» EXERCISE DESCRIPTION
Going line by line through the entries, count those containing "below" and state only the result.

» DATA SHOWN
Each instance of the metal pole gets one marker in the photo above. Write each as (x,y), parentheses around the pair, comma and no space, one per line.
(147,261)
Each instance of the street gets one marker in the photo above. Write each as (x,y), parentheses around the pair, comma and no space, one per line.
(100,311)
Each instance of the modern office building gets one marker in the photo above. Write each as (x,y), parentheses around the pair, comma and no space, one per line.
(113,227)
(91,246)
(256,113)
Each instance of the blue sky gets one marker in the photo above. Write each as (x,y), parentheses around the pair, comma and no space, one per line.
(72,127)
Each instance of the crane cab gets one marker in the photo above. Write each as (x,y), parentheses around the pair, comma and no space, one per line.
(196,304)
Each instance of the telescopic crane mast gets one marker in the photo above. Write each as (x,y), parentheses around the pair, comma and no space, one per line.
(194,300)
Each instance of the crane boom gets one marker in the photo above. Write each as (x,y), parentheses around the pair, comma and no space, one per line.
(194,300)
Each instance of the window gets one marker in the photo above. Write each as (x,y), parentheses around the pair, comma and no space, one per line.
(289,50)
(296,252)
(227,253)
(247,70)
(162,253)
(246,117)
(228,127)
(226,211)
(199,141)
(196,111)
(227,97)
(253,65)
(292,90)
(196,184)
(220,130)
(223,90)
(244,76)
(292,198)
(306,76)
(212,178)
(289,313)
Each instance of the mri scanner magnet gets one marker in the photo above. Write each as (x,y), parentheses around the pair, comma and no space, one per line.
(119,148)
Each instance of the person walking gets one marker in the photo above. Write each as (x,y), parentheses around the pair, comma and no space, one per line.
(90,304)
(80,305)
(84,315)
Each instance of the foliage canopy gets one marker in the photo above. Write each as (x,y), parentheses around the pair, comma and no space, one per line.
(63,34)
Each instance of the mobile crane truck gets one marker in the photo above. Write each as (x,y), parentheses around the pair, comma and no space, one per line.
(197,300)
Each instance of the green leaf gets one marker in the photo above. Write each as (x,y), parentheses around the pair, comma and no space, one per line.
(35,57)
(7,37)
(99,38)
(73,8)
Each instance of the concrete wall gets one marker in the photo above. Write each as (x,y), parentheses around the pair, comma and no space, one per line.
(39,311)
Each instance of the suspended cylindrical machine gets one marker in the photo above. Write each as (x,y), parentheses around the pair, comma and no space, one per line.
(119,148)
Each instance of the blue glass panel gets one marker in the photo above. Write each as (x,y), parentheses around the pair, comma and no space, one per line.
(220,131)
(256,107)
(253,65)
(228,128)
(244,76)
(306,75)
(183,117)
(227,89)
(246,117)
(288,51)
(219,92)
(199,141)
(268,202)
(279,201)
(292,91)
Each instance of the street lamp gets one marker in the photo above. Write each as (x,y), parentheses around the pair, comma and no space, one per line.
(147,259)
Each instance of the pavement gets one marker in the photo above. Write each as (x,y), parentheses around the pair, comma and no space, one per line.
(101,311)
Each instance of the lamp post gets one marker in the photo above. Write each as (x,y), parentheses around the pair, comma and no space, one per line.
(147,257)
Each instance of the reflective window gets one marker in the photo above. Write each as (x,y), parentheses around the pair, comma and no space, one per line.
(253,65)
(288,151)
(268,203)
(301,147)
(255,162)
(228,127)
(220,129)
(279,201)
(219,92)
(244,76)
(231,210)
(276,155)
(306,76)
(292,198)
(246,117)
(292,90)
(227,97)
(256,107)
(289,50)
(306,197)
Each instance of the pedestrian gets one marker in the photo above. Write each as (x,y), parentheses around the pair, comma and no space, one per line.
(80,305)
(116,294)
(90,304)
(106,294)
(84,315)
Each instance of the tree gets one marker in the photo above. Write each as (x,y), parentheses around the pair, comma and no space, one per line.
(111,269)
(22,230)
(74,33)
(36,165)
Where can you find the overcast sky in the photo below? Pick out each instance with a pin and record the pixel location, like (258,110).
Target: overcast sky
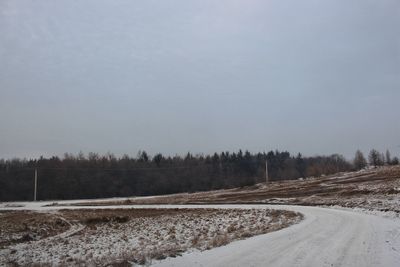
(172,76)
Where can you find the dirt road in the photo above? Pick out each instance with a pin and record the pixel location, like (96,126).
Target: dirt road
(326,237)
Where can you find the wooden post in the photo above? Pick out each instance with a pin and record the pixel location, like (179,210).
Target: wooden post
(35,190)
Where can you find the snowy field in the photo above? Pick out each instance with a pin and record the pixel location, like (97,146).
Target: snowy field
(127,236)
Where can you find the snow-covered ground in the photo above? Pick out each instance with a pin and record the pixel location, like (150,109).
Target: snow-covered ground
(134,234)
(326,237)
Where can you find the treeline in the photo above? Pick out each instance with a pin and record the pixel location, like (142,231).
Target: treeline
(100,176)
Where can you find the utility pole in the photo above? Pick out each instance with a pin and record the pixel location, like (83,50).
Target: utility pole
(35,192)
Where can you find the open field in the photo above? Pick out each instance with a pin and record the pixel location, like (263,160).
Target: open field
(125,231)
(373,189)
(119,236)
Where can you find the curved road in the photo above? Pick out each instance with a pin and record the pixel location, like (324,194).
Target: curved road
(326,237)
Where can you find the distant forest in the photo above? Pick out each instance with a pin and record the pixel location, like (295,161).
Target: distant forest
(101,176)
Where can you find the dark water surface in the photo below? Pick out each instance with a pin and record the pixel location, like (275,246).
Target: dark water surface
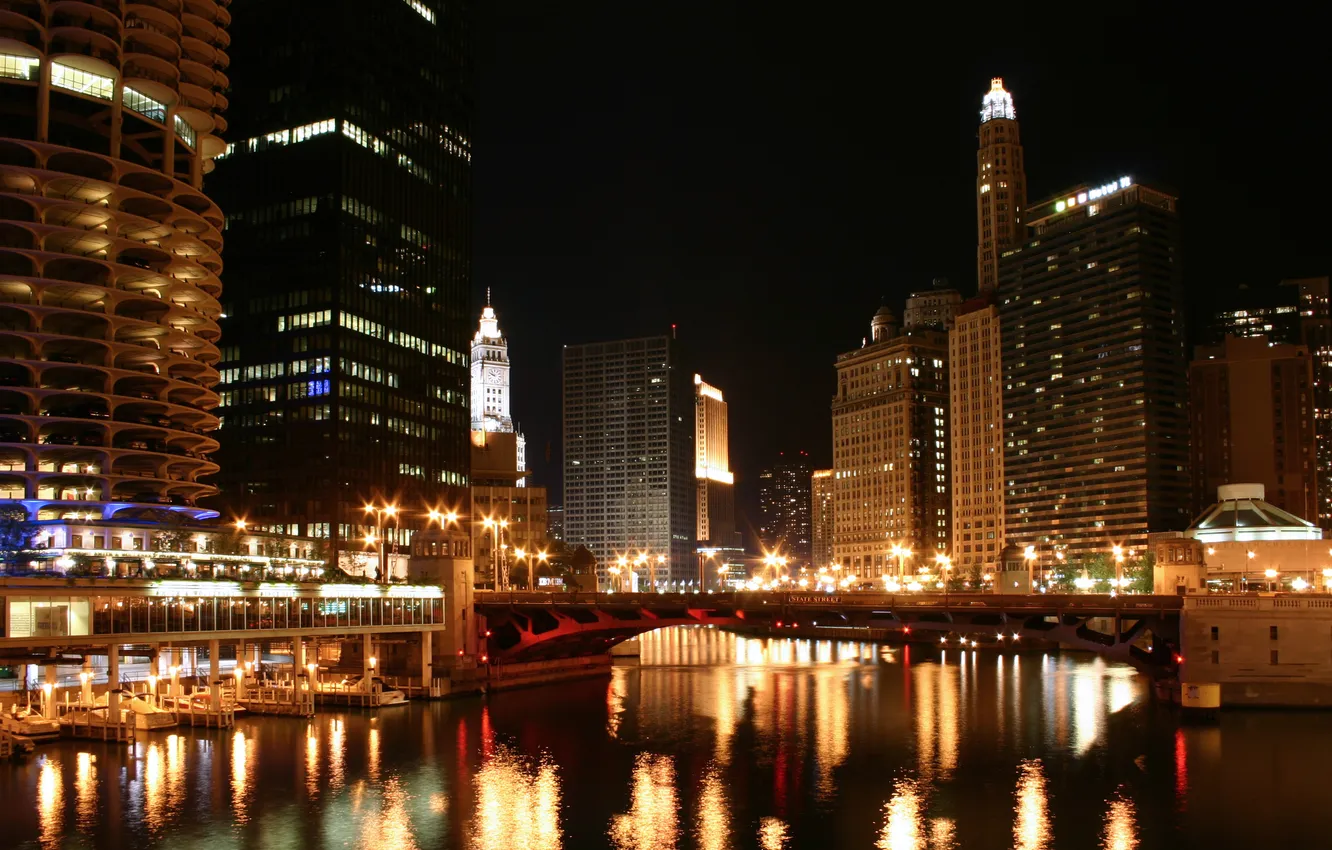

» ANSWER FOR THIS EXERCISE
2